**Source text:**
-----

This project is a small CrewAI-based multi-agent system for analyzing Kubernetes-style deployment logs, finding root causes, investigating related issues online, and generating a remediation plan.
The workflow starts from a real log file, then uses three specialized AI agents in sequence:
- The Log Analyzer reads the log and extracts the main failure patterns.
- The Issue Investigator searches online for known causes and documented fixes.
- The Solution Specialist turns the findings into a practical remediation plan.
The system is designed to simulate a DevOps troubleshooting workflow with AI agents, tools, and basic guardrails.
The repository is organized as follows:
- main.py — entry point that creates the crew and starts the workflow.
- agents/agents.py — defines the three agents and their LLM configuration.
- tasks/tasks.py — defines the tasks, expected outputs, and guardrail validation.
- tools/tools.py — wires the file-reader tool and the EXA web-search tool.
- kubernetes_log.log — sample log used for the demo run.
- task_outputs/ — generated reports from the crew run.
- main.py loads the sample log path and creates a Crew with three tasks.
- The first task asks the Log Analyzer to inspect the log file.
- The second task uses the investigation agent to search for similar issues online.
- The third task uses the solution agent to summarize the result as a remediation plan.
- Task outputs are saved under task_outputs/.
The current crew uses a sequential process:
- Process: sequential
- Agents:
- log_analyzer
- issue_investigator
- solution_specialist
- Tasks:
- analyze_logs_task
- investigate_issue_task
- provide_solution_task
Each task depends on the previous findings for context, which makes the system behave like a chain of reasoning:
- Analyze the raw log
- Investigate the likely root cause
- Generate a concrete solution
This is the core multi-agent design of the project.
Role: analyze log files and identify incidents, errors, warnings, timelines, and likely root causes.
Responsibilities:
- Parse deployment and runtime log lines
- Detect error patterns such as ImagePullBackOff, CrashLoopBackOff, and sandbox failures
- Create a structured analysis report
Role: research the identified problem using external search.
Responsibilities:
- Search the internet for related error messages
- Gather official docs, forum posts, and known troubleshooting guidance
- Rank likely causes and proven fixes
Role: convert investigation findings into actionable remediation steps.
Responsibilities:
- Produce a step-by-step remediation plan
- Include commands and verification steps
- Recommend monitoring and prevention measures
The log analyzer uses a file reader tool to inspect the sample log file.

-----

**Data supplied:**

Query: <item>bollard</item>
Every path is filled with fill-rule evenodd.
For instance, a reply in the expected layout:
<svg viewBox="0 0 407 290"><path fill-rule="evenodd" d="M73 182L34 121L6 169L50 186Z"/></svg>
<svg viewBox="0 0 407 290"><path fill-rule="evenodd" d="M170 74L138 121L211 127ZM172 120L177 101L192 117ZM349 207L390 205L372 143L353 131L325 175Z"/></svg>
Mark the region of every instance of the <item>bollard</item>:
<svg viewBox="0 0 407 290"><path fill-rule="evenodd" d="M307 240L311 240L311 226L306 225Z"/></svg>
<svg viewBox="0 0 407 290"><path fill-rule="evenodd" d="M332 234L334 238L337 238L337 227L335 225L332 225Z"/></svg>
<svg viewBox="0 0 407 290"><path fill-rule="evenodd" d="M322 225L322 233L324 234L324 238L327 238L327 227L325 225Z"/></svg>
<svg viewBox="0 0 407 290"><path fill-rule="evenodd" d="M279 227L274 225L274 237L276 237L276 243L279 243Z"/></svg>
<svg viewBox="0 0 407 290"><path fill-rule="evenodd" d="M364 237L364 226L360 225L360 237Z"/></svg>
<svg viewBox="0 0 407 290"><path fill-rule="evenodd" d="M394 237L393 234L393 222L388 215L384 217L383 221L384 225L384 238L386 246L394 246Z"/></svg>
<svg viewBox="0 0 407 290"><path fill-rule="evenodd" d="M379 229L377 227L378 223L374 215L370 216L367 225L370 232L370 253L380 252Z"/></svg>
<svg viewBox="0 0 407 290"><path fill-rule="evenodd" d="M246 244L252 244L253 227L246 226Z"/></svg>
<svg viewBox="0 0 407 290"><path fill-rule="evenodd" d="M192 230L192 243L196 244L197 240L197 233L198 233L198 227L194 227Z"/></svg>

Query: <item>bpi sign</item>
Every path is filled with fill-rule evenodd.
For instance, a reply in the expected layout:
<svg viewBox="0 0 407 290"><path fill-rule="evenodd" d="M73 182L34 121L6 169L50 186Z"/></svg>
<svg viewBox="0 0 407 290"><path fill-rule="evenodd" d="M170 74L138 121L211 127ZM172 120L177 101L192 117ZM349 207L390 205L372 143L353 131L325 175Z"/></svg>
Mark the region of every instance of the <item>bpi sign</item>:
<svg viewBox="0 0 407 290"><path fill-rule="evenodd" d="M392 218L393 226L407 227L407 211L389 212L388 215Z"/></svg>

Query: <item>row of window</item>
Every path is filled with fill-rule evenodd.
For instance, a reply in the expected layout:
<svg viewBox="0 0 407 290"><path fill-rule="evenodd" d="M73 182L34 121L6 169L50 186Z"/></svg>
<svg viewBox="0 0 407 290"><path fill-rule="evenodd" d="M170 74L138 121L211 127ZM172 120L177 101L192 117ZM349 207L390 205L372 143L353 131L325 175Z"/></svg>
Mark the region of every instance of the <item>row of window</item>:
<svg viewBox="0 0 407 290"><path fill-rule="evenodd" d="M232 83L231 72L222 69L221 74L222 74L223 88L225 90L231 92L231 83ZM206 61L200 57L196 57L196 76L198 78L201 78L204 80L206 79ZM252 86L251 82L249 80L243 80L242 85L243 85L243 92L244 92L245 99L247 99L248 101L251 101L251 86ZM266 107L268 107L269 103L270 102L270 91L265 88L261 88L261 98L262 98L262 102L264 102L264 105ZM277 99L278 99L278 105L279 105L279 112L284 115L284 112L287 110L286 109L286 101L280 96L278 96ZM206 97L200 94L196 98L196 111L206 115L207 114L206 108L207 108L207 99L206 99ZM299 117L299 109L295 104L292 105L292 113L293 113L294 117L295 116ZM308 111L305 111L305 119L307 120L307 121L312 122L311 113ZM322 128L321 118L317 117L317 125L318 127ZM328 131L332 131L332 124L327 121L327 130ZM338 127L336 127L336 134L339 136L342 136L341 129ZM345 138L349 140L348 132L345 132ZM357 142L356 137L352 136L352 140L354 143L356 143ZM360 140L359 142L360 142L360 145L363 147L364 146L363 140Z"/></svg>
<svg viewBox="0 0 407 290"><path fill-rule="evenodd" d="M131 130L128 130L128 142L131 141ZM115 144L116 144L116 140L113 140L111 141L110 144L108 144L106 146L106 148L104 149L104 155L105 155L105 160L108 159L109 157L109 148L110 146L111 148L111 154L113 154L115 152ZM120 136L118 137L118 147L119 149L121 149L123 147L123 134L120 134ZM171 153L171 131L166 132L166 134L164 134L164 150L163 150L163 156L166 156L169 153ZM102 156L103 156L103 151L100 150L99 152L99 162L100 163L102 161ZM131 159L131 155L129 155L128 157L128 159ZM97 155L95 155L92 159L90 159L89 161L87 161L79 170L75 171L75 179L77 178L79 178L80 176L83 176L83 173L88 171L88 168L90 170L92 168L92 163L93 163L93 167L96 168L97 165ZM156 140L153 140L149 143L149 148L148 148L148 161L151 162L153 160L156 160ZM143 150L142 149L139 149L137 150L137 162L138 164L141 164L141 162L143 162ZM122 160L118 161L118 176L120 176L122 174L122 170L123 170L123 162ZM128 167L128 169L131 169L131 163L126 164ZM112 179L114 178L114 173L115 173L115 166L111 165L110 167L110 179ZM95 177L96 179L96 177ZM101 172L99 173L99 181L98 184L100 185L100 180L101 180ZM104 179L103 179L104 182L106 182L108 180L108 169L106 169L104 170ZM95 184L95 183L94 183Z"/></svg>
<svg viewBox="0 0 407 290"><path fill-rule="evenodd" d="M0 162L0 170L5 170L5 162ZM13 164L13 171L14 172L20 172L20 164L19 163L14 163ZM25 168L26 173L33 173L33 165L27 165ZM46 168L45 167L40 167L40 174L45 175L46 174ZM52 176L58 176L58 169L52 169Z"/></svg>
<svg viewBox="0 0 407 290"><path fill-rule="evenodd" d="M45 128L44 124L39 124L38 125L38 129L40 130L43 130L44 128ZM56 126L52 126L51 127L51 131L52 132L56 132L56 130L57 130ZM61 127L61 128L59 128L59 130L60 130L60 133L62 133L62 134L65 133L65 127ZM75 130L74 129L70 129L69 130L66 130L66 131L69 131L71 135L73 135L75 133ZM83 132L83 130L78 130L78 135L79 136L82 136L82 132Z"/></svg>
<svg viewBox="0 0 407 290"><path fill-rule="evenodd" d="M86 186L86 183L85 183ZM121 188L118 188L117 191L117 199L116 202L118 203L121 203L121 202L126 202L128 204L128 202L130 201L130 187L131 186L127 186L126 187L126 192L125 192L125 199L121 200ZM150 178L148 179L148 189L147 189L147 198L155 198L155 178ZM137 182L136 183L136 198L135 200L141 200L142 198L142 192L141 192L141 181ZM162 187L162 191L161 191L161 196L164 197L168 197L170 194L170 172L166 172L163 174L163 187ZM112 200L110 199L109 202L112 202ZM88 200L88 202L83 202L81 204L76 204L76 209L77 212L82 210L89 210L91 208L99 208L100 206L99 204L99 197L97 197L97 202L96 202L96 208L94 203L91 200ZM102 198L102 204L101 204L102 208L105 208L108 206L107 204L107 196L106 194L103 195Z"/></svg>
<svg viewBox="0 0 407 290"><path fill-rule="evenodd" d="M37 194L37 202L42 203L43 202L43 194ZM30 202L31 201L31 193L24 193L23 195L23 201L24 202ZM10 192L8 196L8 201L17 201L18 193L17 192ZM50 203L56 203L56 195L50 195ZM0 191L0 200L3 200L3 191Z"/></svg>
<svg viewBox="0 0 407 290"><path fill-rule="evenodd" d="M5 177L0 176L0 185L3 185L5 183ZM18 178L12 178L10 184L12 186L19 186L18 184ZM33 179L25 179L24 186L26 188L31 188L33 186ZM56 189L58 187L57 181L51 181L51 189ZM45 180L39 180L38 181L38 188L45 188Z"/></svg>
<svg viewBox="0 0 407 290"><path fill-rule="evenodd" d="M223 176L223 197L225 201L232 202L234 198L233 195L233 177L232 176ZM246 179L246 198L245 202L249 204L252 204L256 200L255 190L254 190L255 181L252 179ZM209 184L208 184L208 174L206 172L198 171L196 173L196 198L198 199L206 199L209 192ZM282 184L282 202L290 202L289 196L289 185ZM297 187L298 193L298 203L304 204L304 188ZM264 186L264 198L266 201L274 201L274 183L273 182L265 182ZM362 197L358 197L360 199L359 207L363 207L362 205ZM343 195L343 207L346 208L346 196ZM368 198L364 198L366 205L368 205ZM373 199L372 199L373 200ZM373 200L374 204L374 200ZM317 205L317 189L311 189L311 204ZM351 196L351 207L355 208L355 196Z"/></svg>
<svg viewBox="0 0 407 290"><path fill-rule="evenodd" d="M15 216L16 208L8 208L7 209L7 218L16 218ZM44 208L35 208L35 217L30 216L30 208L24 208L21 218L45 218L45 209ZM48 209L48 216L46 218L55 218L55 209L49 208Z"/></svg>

-----

From the CrewAI project description, list every file and folder given in the repository layout, each with its stated role.

**Written answer:**
- main.py: entry point that creates the crew and starts the workflow
- agents/agents.py: defines the three agents and their LLM configuration
- tasks/tasks.py: defines the tasks, expected outputs, and guardrail validation
- tools/tools.py: wires the file-reader tool and the EXA web-search tool
- kubernetes_log.log: sample log used for the demo run
- task_outputs/: generated reports from the crew run